*** Excerpt provided Section Begins ***

Last Updated: June 2020
IAB Standard Terms & Conditions Version 1.0: Download PDF File

QNY follows IAB Standard Terms and Conditions Version 3.0, modified as follows:

  1. In the event an IO is executed directly by the Advertiser, all obligations of “Agency” and “Advertiser” under the IO shall be performed by Advertiser.

  2. Unless specifically stated as “guaranteed”, all IOs are non-guaranteed inventory.

  3. Section III.a. Invoices. Advertiser or Agency will be invoiced in full for the campaign upon receipt of the signed IO. Advertiser or Agency may pay by credit card, ACH or wire transfer prior to launch of the campaign. QNY’s records shall be determinative for purposes of calculating all amounts paid or received under the IO. Any payment once made by Advertiser or Agency to QNY shall not be refunded or refundable to Advertiser or Agency for any reason.

*** Excerpt provided Section Ends ***
*** Material supplied Section Begins ***

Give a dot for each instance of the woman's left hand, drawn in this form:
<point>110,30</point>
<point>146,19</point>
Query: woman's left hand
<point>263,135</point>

*** Material supplied Section Ends ***

Exercise: In the QNY terms page, what payment methods may the Advertiser or Agency use before a campaign launches? The listing above comes from a separate source.

Exercise result: Credit card, ACH, or wire transfer.